The admission of the foreign-built New York and Paris to American registry was the entrance of the United States into the express passenger service on the Atlantic and has been welcomed by the country as the opening of a new outlet for national enterprise, capital, and labor.

Another opportunity equally or more profitable, the operation of powerful cargo steamers, of lower speed and lesser coal consumption than express passenger steamers, is open, and our commercial rivals are seizing it with the certainty that their possession of this field will be as complete as was their control of the express passenger service before the admission of the New York and Paris, unless our laws are so changed that the vessels required to compete may wear the American flag. They are not built in this country. Before the Fifty-third Congress adjourns even the most conservative of steamship corporations, the Cunard Company, will have two large cargo steamers embarked in this profitable service. American capital has realized the opportunity and, denied the use of its own national symbol, it is already afloat under the British flag. It is a round century in advance of the American statute. It rests with the law-making branch of the Federal Government to establish the easily possible parity between American enterprise on the one hand, and on the other the opportunity under American laws for its manifestation in its true colors. What is to be gained by discrediting to-day's energies by means of last century's laws does not appear.

If the admission of the New York and Paris to American registry had any effect upon American shipbuilding, that effect was to stimulate it. A glance at the statistics of the German, French, and Italian merchant marines, published in Appendix K, will show that the years when those nations have been the largest purchasers of foreign vessels have also been the years of the largest domestic construction. The coincidence is not accidental. Closely following the admission of the New York and Paris, was begun the construction of the St. Louis and St. Paul, under promise of subsidy, in American yards, and of the Kensington and Southwark, with no expectation of Government aid, in British yards. Purchase abroad and construction at home have developed together in our recent experience, as they have done in the case of every other nation, and a law which fails to take cognizance of this fact must be classed with laws which have outlived their useful


The passage of a bill permitting American registry to the Kensington and Southwark is recommended as a means of increasing the maritime rank of the United States, the opportunities for American labor, and as tending to increase American shipbuilding, so far as the experience of nations presages any effect from such an act upon that industry.

But no special privilege is asked for one or two vessels or for one corporation. If the laws are to be equal and the American doctrine of equal opportunities under the laws for all is to be preserved, the privilege of the use of his own flag over his own property should be granted to every citizen on even terms with every other citizen. All the advantages which may accrue to the nation from the admission of the two vessels will be multiplied as many times as there are now or may here

after be other vessels, the addition of which to our merchant fleet would be a source of pride and profit to the nation. The Kensington and Southwark are taken as types of the class of vessels needed to enable the United States to improve the present opportunity and regain their rank as a sea power, as familiar illustrations of the possibilities of benefit in the "free ship bill.”

────────────────────

▸ Work instructions
1) Quote the passage on American ship registry from "The admission of the foreign-built" to "capital, and labor.".
2) Continue the passage on American ship registry, starting right after its final sentence.

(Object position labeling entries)
────────────────────

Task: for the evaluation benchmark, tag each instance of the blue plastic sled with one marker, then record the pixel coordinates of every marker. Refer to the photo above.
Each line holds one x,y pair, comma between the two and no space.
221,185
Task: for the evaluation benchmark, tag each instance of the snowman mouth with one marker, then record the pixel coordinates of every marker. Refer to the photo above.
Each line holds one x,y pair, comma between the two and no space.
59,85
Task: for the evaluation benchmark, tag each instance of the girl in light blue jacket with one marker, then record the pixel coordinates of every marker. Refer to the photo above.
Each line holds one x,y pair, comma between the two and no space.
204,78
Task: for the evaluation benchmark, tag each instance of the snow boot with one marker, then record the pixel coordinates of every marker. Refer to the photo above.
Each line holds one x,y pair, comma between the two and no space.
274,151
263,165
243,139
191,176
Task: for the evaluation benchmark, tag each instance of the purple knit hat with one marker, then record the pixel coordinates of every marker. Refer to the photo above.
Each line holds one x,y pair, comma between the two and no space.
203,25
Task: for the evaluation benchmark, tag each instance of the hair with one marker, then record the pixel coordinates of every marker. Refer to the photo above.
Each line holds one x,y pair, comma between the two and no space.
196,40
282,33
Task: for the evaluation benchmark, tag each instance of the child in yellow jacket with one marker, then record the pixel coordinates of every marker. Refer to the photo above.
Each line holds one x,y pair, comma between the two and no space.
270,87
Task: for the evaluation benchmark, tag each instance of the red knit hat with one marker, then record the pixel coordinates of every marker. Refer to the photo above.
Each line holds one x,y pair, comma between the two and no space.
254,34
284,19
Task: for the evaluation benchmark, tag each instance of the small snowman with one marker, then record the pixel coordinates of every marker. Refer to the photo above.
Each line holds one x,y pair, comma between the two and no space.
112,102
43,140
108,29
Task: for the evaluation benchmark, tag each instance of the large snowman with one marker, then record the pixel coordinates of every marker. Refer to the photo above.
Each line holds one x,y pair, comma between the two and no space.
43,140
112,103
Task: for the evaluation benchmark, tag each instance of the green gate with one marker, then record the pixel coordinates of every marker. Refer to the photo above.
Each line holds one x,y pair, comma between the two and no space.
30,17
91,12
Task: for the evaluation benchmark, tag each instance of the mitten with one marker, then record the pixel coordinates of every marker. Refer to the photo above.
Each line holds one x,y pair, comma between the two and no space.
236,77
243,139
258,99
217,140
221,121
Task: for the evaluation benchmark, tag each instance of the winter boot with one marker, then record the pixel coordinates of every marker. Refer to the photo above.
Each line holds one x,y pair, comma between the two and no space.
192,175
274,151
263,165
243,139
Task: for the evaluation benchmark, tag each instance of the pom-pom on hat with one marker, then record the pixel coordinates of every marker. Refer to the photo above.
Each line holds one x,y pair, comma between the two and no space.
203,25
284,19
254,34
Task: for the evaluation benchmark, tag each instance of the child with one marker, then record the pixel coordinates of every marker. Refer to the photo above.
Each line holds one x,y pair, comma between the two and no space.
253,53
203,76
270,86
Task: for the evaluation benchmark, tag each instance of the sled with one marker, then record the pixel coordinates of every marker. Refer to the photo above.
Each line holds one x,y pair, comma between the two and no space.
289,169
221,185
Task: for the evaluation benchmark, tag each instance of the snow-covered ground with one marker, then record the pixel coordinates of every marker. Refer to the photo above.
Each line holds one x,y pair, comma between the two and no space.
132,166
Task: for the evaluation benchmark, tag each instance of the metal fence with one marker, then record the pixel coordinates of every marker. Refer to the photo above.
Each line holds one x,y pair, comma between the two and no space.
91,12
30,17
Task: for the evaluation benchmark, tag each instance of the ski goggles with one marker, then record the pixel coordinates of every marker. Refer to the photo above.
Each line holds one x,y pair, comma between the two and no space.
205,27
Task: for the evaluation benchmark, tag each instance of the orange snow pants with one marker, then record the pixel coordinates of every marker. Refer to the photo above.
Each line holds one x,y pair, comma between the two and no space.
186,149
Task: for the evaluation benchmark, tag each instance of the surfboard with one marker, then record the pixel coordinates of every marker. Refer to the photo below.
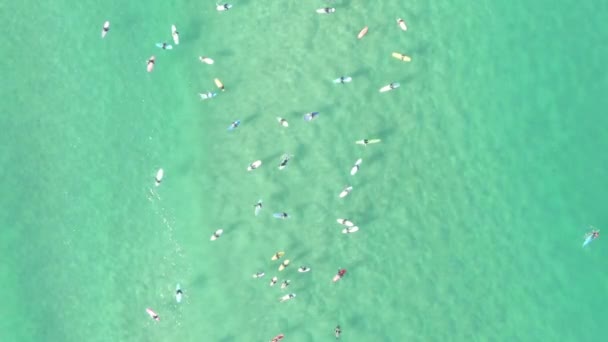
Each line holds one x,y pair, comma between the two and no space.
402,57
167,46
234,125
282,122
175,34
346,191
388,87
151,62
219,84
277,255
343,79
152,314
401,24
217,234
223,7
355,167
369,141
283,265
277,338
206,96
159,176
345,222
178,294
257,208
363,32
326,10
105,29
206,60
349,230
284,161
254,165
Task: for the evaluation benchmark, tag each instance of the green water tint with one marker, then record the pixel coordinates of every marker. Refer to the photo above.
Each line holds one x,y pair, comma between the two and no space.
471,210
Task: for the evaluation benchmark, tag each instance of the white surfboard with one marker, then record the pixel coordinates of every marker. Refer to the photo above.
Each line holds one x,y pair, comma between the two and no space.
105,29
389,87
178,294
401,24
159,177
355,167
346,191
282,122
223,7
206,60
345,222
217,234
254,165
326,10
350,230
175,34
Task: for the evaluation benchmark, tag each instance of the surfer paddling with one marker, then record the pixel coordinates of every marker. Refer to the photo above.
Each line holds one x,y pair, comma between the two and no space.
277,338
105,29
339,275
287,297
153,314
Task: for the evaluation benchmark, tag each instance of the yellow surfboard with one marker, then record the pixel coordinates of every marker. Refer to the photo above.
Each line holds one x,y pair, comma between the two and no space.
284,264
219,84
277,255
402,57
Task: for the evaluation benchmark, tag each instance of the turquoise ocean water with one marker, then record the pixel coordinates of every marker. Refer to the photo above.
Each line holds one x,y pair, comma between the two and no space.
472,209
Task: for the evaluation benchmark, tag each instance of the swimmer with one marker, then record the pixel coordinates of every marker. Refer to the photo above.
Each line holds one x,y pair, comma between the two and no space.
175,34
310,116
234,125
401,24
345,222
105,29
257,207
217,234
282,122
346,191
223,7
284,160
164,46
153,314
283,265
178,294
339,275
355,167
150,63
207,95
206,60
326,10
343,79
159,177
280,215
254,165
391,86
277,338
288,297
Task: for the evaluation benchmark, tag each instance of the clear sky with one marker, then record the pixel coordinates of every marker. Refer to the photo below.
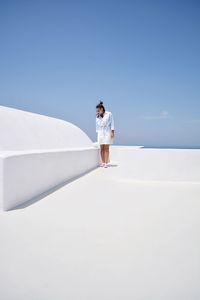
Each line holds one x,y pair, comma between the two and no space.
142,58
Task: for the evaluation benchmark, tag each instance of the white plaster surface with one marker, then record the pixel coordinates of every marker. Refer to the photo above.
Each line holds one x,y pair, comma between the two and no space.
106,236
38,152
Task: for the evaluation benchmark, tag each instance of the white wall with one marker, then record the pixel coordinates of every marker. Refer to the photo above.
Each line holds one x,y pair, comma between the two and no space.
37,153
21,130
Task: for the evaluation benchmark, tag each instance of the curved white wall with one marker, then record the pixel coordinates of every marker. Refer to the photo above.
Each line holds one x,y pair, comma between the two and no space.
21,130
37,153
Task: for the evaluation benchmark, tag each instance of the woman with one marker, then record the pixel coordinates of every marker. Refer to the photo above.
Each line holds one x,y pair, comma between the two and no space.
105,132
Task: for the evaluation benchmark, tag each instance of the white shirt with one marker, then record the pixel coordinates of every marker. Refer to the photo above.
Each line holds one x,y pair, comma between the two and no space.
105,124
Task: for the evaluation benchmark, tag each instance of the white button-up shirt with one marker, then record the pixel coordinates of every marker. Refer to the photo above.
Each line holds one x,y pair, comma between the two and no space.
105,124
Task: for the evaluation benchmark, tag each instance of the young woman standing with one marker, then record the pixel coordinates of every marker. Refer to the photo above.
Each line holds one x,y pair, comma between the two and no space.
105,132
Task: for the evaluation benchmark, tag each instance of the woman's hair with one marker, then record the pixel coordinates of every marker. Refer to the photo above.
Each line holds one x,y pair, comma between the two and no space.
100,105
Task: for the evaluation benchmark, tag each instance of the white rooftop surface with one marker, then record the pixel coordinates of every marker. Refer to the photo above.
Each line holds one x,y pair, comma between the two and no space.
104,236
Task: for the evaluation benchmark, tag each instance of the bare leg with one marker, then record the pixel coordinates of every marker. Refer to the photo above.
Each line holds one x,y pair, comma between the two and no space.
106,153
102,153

────────────────────

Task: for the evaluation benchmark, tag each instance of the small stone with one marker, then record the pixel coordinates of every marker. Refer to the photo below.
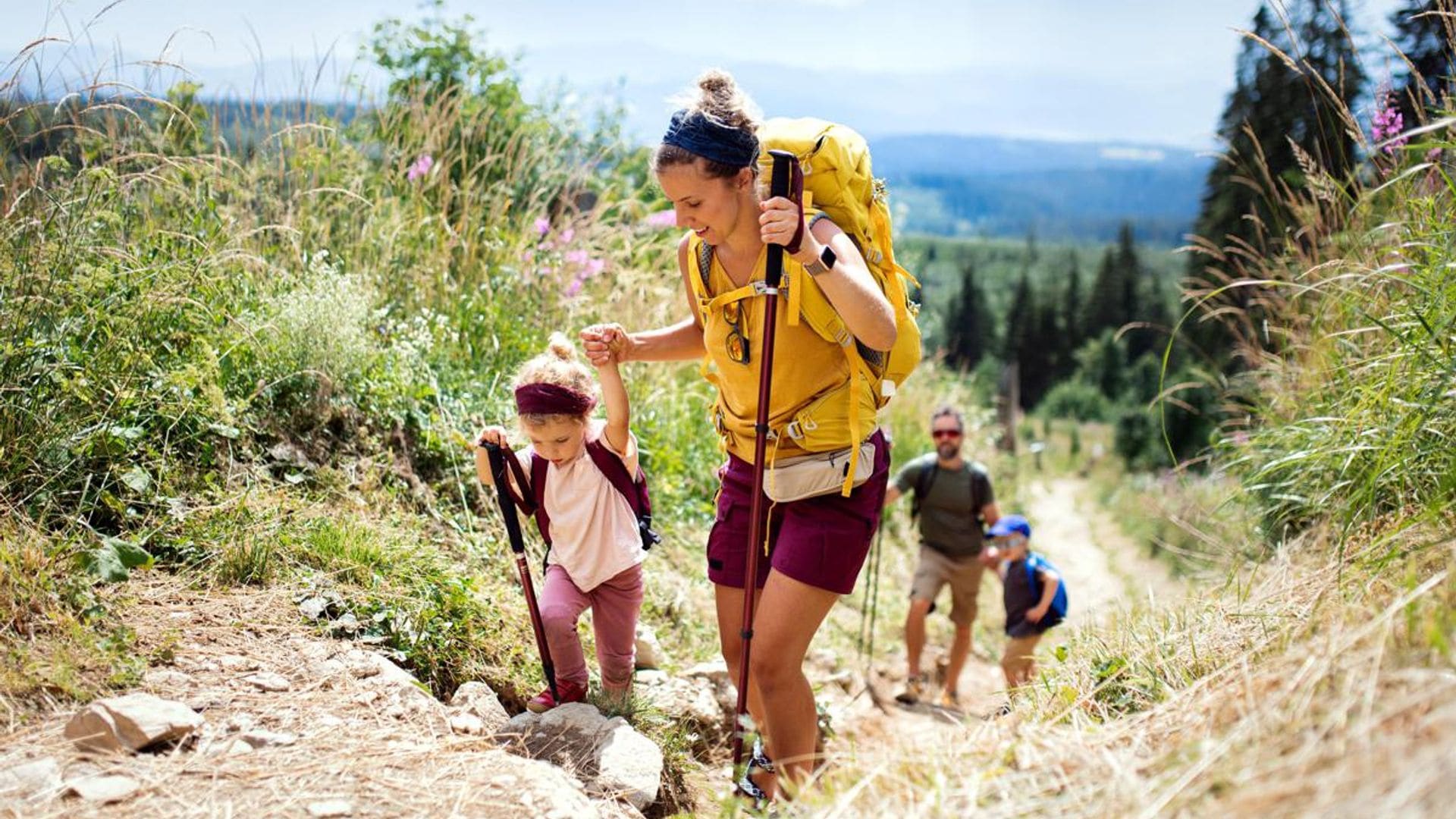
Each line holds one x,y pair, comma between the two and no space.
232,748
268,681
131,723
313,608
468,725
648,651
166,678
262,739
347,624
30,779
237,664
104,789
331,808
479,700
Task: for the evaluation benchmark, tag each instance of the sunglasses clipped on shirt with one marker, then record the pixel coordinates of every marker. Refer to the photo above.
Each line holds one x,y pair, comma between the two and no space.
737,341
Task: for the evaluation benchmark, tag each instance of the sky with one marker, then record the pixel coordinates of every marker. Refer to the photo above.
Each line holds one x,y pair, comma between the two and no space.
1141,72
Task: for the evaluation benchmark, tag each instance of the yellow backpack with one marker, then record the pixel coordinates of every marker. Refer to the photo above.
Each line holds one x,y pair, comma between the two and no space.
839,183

────────────────────

▸ Answers per task
1)
The admission of the foreign-built New York and Paris to American registry was the entrance of the United States into the express passenger service on the Atlantic and has been welcomed by the country as the opening of a new outlet for national enterprise, capital, and labor.

2)
The apprehension, real or feigned, is sometimes expressed that the passage of the bill pending in Congress to admit foreign-built vessels to American registry for the foreign trade only would result in the admission of a large number of undesirable old steamships to our merchant fleet. Our national characteristics ought to allay any such apprehension, for old and half-worn articles commend themselves less to the American people than to any other. But if our national traits do not suffice, the plain facts of commerce remove any fear of a decrepit fleet. Appendix M, showing the steamships by which communication is maintained between the United States and foreign nations, discloses 64 steamships owned by American capital, but operated under foreign flags, and 69 steamships built within the United States engaged in foreign trade. The vessels barred out of our transatlantic fleet by the registry law are the new iron and steel steamships; the older and slower vessels, with some notable exceptions, are under the registry law. Thirty seven of the 64 are steel steamships built within the last ten years, and only 7 are older than the 4 steamships of American build now crossing the Atlantic. A comparison, ship by ship, of these two groups of vessels will put to rest any question that the best and cheapest steamships are what American capital needs and, in point of fact, buys every year.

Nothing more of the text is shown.